▸ Your instructions
Copy out, word for word, everything from the start of the data down to and including the line containing "x=125, y=402".

>>>

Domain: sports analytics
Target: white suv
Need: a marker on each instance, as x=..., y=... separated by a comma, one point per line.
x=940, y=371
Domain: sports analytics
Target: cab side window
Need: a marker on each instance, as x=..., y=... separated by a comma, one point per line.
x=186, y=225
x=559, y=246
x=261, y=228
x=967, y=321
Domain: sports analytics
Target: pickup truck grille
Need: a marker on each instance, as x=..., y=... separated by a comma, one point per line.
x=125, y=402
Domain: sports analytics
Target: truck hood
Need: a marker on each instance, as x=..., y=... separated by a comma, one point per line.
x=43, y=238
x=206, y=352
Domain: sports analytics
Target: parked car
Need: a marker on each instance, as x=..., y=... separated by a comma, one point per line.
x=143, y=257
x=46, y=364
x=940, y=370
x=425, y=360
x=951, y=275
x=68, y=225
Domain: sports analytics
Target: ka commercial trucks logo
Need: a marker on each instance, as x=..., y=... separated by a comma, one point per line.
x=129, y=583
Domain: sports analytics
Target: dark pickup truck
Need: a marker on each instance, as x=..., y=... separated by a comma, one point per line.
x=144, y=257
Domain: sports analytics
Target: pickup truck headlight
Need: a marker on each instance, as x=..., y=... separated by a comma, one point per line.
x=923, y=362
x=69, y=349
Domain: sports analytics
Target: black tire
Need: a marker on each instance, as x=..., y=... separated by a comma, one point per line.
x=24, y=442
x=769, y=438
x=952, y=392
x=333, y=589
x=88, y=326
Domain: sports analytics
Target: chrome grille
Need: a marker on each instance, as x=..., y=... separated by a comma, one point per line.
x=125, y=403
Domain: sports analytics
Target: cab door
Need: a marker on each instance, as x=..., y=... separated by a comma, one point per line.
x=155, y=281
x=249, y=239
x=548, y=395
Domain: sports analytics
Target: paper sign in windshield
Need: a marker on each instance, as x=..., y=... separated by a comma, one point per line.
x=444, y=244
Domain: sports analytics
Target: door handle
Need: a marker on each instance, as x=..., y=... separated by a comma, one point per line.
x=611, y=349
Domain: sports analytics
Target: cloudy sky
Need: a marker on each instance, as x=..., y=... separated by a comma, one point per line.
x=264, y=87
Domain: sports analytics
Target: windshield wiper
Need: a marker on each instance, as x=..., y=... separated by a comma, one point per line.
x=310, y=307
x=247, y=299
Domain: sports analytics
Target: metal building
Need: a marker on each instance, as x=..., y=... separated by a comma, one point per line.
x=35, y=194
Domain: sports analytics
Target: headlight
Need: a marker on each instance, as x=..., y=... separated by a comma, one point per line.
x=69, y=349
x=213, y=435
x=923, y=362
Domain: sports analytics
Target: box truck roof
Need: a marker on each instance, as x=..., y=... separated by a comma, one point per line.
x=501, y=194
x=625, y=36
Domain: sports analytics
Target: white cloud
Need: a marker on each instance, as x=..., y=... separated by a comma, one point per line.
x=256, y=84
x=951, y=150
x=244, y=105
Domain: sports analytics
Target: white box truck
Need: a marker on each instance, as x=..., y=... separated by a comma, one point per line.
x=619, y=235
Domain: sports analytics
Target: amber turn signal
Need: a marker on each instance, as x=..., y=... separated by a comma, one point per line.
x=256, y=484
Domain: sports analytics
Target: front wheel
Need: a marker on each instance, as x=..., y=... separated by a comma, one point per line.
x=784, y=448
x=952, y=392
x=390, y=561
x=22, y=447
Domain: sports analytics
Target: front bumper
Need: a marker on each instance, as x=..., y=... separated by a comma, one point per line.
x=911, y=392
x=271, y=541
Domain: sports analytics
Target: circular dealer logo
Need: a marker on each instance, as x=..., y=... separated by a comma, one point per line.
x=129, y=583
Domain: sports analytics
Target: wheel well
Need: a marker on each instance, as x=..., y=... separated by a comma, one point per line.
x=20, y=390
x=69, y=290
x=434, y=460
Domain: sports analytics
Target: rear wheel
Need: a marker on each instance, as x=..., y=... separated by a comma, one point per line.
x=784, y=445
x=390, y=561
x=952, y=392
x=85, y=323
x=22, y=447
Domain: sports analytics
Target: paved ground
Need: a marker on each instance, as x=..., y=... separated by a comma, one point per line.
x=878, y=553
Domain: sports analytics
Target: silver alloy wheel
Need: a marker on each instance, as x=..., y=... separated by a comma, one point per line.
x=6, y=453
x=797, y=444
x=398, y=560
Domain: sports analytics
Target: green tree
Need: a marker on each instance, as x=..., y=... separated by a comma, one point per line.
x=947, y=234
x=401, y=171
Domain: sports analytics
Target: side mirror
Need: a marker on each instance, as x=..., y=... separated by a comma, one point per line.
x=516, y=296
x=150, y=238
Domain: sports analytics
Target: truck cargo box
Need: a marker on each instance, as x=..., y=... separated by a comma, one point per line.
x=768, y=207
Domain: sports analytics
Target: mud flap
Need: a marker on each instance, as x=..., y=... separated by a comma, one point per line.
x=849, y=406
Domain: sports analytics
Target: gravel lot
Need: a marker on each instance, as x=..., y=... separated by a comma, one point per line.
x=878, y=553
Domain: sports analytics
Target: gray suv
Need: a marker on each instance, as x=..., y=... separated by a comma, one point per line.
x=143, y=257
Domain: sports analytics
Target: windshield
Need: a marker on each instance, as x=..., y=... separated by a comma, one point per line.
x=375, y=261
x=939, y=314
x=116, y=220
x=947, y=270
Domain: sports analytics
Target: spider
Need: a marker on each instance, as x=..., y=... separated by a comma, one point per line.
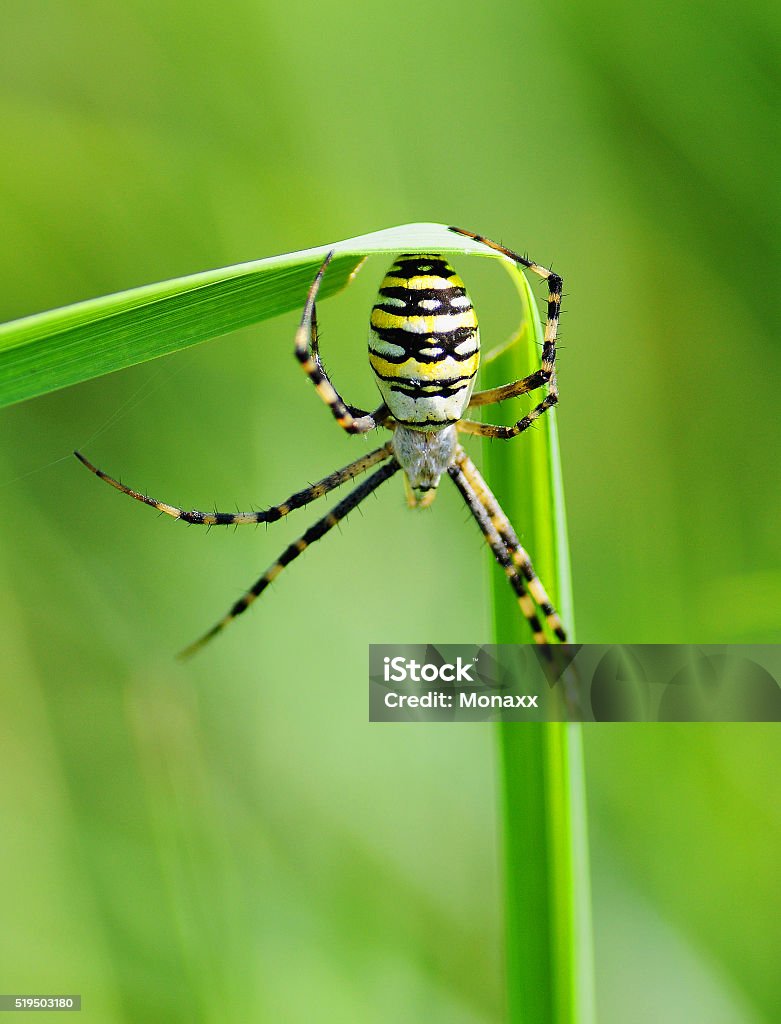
x=424, y=348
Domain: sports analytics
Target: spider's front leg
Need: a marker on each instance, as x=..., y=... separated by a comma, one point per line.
x=354, y=421
x=547, y=373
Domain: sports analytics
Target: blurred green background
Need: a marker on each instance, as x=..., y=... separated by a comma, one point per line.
x=230, y=840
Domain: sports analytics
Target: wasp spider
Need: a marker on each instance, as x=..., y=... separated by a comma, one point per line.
x=424, y=347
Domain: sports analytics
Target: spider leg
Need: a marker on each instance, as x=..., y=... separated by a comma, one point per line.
x=518, y=553
x=296, y=501
x=354, y=421
x=294, y=550
x=495, y=394
x=497, y=546
x=547, y=373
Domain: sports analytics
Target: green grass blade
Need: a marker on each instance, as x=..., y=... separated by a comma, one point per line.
x=51, y=350
x=548, y=920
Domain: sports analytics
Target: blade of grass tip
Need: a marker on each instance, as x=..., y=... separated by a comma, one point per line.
x=50, y=350
x=548, y=908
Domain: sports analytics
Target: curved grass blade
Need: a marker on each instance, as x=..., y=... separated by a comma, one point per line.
x=51, y=350
x=548, y=914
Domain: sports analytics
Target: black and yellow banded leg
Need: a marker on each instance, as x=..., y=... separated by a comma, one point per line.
x=354, y=421
x=495, y=394
x=518, y=553
x=298, y=547
x=548, y=369
x=272, y=514
x=500, y=549
x=490, y=430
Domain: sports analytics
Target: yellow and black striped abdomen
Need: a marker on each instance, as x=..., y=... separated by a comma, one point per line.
x=424, y=343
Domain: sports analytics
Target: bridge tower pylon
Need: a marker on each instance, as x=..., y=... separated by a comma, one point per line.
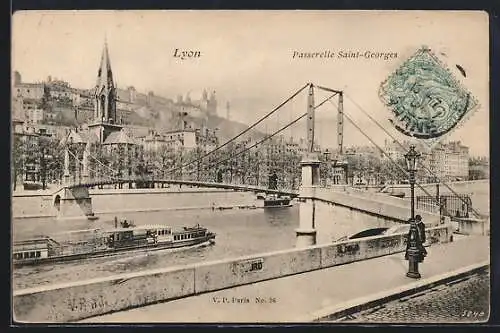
x=306, y=233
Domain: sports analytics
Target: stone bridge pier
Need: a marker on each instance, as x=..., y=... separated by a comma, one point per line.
x=73, y=202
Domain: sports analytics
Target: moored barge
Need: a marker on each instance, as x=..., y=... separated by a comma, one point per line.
x=94, y=243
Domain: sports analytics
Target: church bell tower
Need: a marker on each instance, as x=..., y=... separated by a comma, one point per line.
x=104, y=120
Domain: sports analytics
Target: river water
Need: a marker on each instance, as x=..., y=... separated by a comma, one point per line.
x=239, y=232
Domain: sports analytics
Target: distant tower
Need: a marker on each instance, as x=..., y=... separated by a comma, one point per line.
x=212, y=104
x=17, y=78
x=104, y=99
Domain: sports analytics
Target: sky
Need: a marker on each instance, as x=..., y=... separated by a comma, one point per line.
x=247, y=59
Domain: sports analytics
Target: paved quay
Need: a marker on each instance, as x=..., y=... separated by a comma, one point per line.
x=308, y=296
x=463, y=300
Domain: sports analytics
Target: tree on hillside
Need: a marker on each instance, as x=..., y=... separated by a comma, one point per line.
x=17, y=164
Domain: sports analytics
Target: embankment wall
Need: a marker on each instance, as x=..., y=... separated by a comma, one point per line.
x=78, y=300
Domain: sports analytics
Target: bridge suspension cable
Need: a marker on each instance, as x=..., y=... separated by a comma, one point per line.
x=90, y=169
x=267, y=137
x=241, y=133
x=428, y=169
x=395, y=163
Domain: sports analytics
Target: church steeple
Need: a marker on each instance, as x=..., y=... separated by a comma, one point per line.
x=105, y=91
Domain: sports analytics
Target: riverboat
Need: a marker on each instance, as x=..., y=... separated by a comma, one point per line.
x=275, y=201
x=94, y=243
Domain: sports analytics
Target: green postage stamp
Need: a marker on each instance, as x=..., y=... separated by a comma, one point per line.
x=426, y=101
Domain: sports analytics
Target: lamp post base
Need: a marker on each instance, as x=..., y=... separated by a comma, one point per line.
x=413, y=270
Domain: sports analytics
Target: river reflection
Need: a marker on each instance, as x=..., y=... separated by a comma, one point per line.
x=239, y=232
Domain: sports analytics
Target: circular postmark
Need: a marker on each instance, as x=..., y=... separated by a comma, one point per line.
x=425, y=100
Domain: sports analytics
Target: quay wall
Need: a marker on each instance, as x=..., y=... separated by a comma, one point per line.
x=124, y=200
x=78, y=300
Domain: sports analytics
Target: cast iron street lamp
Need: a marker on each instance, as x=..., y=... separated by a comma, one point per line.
x=413, y=251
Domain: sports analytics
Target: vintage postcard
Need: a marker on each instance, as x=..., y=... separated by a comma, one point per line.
x=250, y=167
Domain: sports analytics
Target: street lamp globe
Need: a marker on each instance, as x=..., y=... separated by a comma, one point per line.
x=412, y=159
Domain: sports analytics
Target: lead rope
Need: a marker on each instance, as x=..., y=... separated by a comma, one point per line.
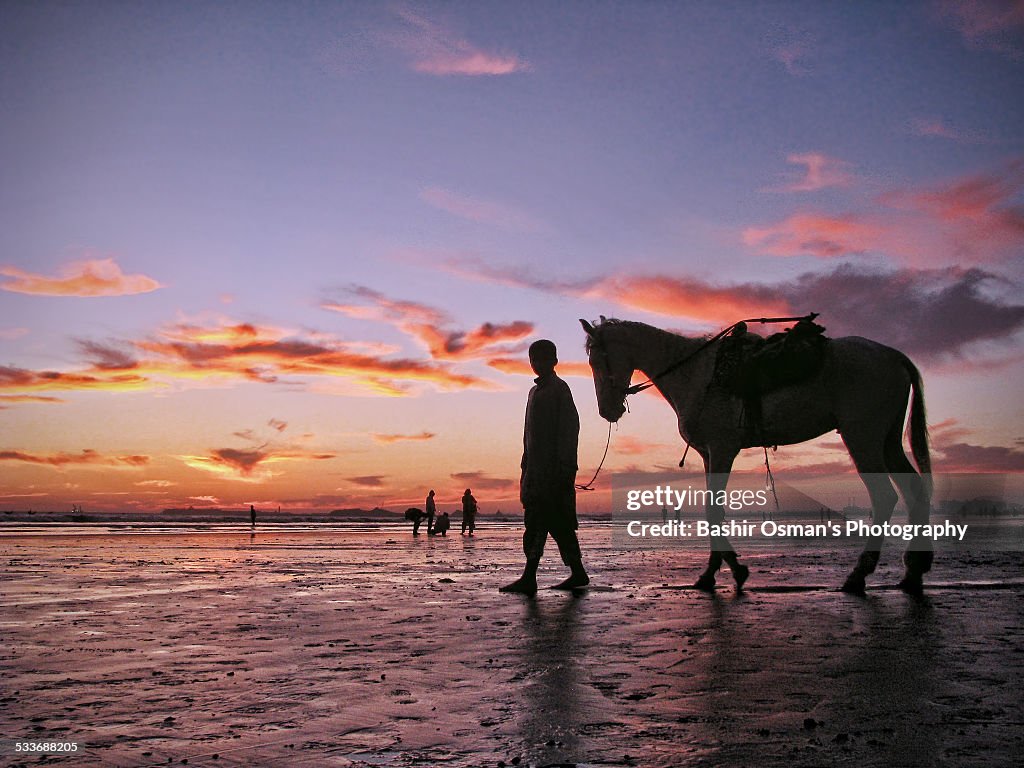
x=770, y=479
x=590, y=485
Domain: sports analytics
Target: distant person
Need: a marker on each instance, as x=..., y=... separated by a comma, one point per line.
x=468, y=512
x=431, y=511
x=416, y=516
x=547, y=489
x=441, y=524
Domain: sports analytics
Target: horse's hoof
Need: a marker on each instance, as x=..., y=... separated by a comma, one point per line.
x=740, y=572
x=706, y=584
x=918, y=561
x=854, y=585
x=912, y=584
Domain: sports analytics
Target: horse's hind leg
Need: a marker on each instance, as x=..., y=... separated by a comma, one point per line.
x=919, y=554
x=721, y=550
x=868, y=460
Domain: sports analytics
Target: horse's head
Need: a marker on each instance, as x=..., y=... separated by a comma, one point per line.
x=611, y=363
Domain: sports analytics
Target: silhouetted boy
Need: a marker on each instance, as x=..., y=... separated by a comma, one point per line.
x=547, y=486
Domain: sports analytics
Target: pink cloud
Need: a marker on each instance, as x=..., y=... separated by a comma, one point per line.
x=429, y=326
x=815, y=235
x=481, y=211
x=62, y=459
x=388, y=438
x=436, y=50
x=938, y=128
x=86, y=279
x=974, y=219
x=990, y=25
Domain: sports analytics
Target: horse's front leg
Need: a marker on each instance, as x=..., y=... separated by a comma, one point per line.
x=721, y=550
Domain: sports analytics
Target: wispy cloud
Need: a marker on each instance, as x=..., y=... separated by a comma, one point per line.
x=368, y=481
x=84, y=279
x=434, y=49
x=480, y=211
x=815, y=235
x=387, y=439
x=971, y=219
x=430, y=326
x=251, y=465
x=795, y=49
x=937, y=314
x=938, y=128
x=990, y=25
x=15, y=398
x=85, y=457
x=980, y=214
x=820, y=172
x=227, y=351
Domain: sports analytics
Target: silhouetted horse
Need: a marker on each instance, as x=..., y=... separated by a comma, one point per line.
x=861, y=389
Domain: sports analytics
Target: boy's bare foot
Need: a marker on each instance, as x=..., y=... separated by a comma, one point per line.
x=573, y=582
x=520, y=587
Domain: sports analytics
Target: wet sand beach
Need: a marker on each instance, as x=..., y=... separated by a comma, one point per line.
x=374, y=648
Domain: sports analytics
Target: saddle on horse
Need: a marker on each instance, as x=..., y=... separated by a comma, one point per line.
x=749, y=366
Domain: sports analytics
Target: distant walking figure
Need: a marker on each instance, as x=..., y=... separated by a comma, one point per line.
x=468, y=512
x=416, y=516
x=441, y=524
x=431, y=511
x=547, y=486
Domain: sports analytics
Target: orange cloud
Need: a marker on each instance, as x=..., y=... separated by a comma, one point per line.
x=427, y=325
x=264, y=354
x=387, y=439
x=229, y=351
x=482, y=480
x=27, y=398
x=92, y=278
x=815, y=235
x=368, y=481
x=243, y=465
x=20, y=380
x=86, y=457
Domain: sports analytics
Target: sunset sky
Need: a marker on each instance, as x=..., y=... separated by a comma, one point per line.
x=292, y=253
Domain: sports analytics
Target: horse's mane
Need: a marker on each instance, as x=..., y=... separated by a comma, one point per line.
x=614, y=322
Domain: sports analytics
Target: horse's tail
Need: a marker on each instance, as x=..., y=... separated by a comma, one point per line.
x=918, y=427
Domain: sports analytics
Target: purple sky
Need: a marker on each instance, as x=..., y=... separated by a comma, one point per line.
x=284, y=252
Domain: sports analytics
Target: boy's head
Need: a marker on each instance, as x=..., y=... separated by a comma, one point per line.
x=543, y=356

<<<

▸ Output below
Domain: sports analytics
Target: white suv
Need: a marker on each instance, as x=..., y=... separated by a comma, one point per line.
x=940, y=371
Domain: sports analytics
Target: cab side window
Need: a marker on each instance, as x=..., y=... separated by a comma, one point per line.
x=186, y=225
x=559, y=246
x=261, y=228
x=967, y=321
Domain: sports analytics
Target: pickup truck grille
Need: a marker on each instance, as x=..., y=... separated by a comma, one point per line.
x=125, y=402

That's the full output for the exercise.